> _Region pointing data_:
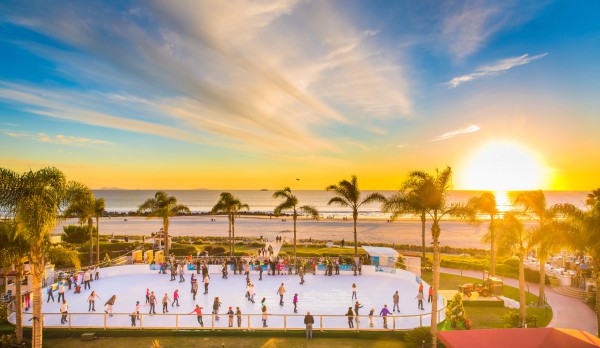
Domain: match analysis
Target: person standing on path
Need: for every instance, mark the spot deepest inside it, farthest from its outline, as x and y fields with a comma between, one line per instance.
x=420, y=297
x=384, y=313
x=92, y=302
x=350, y=315
x=309, y=321
x=198, y=311
x=281, y=292
x=152, y=303
x=230, y=314
x=109, y=304
x=396, y=299
x=206, y=282
x=165, y=302
x=295, y=302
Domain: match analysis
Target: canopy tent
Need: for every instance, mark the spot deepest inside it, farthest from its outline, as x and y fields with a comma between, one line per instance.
x=538, y=337
x=381, y=256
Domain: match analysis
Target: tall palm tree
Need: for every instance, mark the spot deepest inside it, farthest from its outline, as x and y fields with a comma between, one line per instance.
x=82, y=204
x=231, y=206
x=347, y=194
x=99, y=206
x=486, y=204
x=432, y=190
x=35, y=200
x=165, y=207
x=512, y=234
x=408, y=202
x=549, y=232
x=291, y=203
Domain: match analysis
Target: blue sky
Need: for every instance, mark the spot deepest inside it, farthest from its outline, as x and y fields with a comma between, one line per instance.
x=248, y=94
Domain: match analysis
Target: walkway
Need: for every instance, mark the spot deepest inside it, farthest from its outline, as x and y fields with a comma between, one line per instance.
x=568, y=312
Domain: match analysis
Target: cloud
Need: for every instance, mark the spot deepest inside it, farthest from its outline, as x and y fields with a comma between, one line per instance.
x=257, y=76
x=470, y=129
x=494, y=69
x=57, y=139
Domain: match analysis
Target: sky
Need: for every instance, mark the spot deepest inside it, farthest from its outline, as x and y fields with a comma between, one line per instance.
x=265, y=94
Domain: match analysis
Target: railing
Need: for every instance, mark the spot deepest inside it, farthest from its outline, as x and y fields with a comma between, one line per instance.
x=221, y=321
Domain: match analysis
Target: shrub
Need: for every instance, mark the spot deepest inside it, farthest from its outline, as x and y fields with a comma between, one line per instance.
x=419, y=337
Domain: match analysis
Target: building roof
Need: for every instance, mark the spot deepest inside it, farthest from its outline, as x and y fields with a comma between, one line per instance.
x=380, y=251
x=537, y=337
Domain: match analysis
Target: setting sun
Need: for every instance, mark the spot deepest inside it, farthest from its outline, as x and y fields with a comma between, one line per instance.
x=504, y=166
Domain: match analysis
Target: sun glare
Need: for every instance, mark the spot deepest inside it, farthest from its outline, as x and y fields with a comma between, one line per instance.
x=503, y=166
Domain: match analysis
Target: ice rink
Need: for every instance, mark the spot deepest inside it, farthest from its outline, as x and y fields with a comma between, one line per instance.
x=329, y=296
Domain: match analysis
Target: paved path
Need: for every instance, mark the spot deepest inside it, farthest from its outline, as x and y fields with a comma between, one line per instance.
x=568, y=312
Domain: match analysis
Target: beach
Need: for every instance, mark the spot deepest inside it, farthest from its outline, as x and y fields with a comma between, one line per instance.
x=457, y=234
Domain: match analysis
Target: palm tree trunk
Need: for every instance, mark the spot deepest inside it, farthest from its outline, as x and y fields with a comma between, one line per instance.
x=355, y=217
x=492, y=248
x=37, y=268
x=542, y=292
x=522, y=305
x=423, y=221
x=19, y=303
x=91, y=229
x=436, y=280
x=97, y=241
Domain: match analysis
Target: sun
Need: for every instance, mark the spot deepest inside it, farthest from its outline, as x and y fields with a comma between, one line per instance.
x=504, y=166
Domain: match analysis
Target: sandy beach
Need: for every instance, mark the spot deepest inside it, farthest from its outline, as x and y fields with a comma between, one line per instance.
x=454, y=233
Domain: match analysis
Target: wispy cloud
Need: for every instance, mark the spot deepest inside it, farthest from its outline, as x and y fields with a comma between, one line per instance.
x=470, y=129
x=494, y=69
x=57, y=139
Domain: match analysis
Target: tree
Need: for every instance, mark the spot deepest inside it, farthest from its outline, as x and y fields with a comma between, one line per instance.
x=291, y=203
x=404, y=202
x=432, y=191
x=165, y=207
x=99, y=206
x=549, y=234
x=35, y=200
x=485, y=204
x=347, y=194
x=231, y=206
x=82, y=204
x=512, y=235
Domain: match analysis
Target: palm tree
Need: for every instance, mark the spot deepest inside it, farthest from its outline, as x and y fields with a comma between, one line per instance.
x=82, y=205
x=35, y=200
x=513, y=236
x=347, y=194
x=231, y=206
x=404, y=202
x=549, y=233
x=99, y=206
x=290, y=203
x=485, y=204
x=165, y=207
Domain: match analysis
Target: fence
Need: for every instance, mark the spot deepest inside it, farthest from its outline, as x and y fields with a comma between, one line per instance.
x=211, y=322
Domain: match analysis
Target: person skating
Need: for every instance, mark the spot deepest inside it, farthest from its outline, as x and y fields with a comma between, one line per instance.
x=175, y=298
x=384, y=313
x=165, y=302
x=420, y=297
x=64, y=308
x=92, y=302
x=295, y=302
x=152, y=302
x=281, y=292
x=350, y=315
x=230, y=314
x=198, y=311
x=396, y=298
x=109, y=304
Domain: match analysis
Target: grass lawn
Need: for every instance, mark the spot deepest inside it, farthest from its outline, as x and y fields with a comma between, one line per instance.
x=237, y=342
x=491, y=317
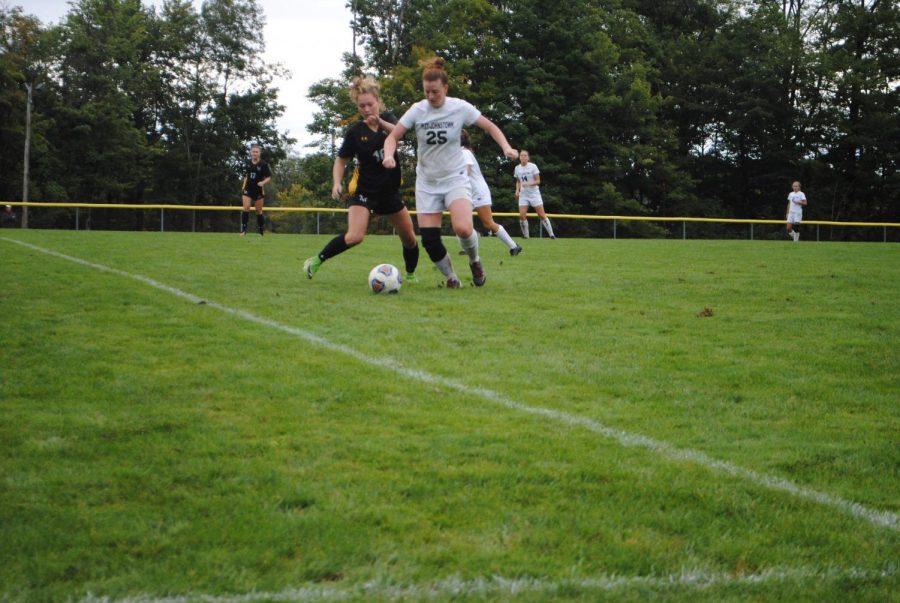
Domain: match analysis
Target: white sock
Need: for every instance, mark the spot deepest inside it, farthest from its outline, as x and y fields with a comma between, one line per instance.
x=546, y=223
x=445, y=266
x=470, y=246
x=504, y=236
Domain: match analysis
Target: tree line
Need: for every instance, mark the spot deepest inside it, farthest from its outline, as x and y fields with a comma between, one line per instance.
x=659, y=107
x=134, y=104
x=636, y=107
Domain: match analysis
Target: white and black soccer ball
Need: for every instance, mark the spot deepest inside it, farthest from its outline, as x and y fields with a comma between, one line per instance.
x=385, y=278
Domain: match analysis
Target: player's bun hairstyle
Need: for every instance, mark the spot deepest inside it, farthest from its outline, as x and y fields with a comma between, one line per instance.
x=365, y=84
x=434, y=70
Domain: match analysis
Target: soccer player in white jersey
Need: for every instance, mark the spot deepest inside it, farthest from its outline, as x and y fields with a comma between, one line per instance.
x=796, y=202
x=481, y=196
x=442, y=182
x=528, y=179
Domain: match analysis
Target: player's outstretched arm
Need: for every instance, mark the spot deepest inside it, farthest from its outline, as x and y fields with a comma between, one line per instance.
x=390, y=146
x=497, y=134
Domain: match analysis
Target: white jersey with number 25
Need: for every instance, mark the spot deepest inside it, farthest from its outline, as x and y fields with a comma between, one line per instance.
x=437, y=135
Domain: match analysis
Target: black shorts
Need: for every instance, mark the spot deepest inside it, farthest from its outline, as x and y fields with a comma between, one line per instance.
x=382, y=204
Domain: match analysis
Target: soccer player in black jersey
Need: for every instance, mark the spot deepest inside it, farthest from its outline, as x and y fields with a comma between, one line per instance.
x=253, y=190
x=377, y=189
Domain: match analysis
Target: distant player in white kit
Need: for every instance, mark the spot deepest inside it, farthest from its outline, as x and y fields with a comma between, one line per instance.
x=796, y=202
x=481, y=196
x=528, y=179
x=442, y=182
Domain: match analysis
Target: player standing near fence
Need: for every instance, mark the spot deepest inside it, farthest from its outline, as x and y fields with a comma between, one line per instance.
x=441, y=179
x=377, y=188
x=481, y=196
x=253, y=191
x=796, y=203
x=528, y=179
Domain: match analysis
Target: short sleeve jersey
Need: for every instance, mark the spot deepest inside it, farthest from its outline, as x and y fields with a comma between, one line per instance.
x=437, y=134
x=476, y=178
x=526, y=173
x=368, y=147
x=255, y=173
x=795, y=199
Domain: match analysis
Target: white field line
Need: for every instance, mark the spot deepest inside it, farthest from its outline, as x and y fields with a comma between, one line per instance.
x=495, y=586
x=881, y=519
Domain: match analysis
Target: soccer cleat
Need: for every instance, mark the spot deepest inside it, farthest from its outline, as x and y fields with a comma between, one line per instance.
x=478, y=275
x=312, y=265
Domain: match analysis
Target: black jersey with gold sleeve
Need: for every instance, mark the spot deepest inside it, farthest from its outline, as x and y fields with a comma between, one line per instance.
x=368, y=147
x=254, y=173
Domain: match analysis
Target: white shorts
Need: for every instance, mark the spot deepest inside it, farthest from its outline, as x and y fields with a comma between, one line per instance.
x=480, y=199
x=533, y=199
x=435, y=196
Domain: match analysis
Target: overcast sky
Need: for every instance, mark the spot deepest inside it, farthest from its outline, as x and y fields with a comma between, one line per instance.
x=306, y=36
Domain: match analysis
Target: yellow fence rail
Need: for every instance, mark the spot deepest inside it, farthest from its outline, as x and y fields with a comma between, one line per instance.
x=615, y=219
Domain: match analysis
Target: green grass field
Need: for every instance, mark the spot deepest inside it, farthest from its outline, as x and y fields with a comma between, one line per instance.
x=623, y=420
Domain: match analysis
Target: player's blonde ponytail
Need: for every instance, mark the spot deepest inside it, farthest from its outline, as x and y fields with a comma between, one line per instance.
x=365, y=84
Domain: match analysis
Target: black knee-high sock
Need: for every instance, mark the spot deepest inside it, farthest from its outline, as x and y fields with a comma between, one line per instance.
x=411, y=258
x=334, y=247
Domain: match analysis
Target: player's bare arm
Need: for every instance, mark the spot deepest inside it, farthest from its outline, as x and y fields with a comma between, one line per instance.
x=337, y=176
x=390, y=146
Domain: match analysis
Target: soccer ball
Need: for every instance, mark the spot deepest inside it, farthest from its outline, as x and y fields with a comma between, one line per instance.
x=385, y=278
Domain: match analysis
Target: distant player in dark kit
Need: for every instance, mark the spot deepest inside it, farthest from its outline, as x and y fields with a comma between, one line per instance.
x=253, y=191
x=377, y=188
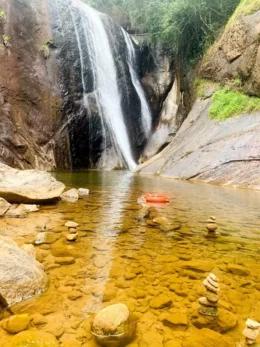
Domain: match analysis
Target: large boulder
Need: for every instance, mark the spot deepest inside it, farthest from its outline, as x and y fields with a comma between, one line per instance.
x=21, y=275
x=29, y=186
x=114, y=326
x=209, y=151
x=34, y=339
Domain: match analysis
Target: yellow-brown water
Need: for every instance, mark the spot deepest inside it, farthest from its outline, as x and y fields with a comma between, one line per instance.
x=121, y=259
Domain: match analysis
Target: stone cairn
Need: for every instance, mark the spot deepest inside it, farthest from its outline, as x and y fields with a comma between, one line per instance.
x=72, y=231
x=209, y=303
x=212, y=227
x=251, y=332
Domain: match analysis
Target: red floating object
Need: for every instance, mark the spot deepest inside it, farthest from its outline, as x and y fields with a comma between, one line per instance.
x=157, y=198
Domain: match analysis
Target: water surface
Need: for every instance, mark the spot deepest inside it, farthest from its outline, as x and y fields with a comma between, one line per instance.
x=121, y=259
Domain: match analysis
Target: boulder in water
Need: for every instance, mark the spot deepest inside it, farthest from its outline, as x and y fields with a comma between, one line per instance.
x=21, y=275
x=114, y=326
x=4, y=207
x=28, y=186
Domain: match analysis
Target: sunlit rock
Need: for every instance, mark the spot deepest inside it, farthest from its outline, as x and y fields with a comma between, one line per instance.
x=16, y=324
x=21, y=275
x=71, y=195
x=34, y=338
x=28, y=186
x=114, y=326
x=4, y=207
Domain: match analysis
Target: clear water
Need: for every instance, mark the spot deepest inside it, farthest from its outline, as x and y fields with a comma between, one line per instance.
x=121, y=259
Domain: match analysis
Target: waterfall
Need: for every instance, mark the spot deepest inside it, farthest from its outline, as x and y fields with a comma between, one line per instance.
x=145, y=110
x=105, y=78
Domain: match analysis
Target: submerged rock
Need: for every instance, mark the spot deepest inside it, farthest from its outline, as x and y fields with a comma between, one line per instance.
x=71, y=195
x=21, y=275
x=83, y=192
x=16, y=324
x=46, y=238
x=114, y=326
x=34, y=339
x=4, y=207
x=28, y=186
x=16, y=212
x=206, y=338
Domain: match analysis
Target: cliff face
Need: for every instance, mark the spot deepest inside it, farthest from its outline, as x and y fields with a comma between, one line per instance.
x=236, y=55
x=225, y=152
x=29, y=98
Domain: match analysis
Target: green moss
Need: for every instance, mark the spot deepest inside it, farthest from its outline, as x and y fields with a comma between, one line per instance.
x=227, y=103
x=246, y=7
x=201, y=84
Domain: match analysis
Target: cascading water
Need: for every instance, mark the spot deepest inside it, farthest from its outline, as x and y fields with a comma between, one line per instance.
x=131, y=59
x=105, y=110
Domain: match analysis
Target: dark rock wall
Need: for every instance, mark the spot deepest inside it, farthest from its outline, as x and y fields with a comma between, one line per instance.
x=29, y=97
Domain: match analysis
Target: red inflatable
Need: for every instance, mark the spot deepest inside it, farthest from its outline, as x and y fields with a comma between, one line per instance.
x=157, y=198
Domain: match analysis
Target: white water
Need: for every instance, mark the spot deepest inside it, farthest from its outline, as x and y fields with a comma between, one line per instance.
x=145, y=110
x=105, y=78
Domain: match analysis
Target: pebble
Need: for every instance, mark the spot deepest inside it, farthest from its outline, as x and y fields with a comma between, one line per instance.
x=64, y=260
x=210, y=287
x=213, y=283
x=250, y=334
x=72, y=230
x=213, y=277
x=252, y=324
x=71, y=224
x=72, y=237
x=212, y=297
x=205, y=302
x=212, y=227
x=16, y=323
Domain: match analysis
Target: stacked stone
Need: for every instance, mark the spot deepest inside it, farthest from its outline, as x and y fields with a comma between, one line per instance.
x=212, y=227
x=251, y=332
x=209, y=303
x=72, y=231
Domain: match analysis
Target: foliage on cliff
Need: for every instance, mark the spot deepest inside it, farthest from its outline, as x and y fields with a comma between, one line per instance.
x=187, y=26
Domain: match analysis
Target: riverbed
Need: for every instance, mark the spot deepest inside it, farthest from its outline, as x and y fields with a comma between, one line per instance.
x=119, y=258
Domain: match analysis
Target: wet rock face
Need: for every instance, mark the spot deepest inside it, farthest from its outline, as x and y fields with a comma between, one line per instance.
x=28, y=186
x=29, y=99
x=21, y=275
x=114, y=326
x=236, y=54
x=158, y=76
x=207, y=151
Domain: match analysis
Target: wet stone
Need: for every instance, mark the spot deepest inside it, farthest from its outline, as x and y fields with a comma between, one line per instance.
x=46, y=238
x=161, y=301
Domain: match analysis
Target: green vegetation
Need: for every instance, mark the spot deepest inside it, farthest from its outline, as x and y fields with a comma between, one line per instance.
x=200, y=86
x=227, y=103
x=186, y=26
x=247, y=7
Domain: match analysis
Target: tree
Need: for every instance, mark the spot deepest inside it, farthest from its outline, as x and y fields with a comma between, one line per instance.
x=186, y=26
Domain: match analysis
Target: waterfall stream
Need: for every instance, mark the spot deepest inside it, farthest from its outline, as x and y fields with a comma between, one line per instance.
x=105, y=78
x=104, y=105
x=131, y=59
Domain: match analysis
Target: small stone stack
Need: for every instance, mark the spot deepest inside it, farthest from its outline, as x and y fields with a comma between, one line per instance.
x=209, y=303
x=212, y=227
x=72, y=231
x=251, y=331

> _DIRECTIONS FOR THIS TASK_: Your answer should consist of each line above in which "jersey" appears.

> _OUTPUT OF THE EXERCISE_:
Target: soccer player in white jersey
Target: white jersey with number 25
Target: soccer player in black jersey
Target: short sleeve jersey
Target: black jersey with gold sleeve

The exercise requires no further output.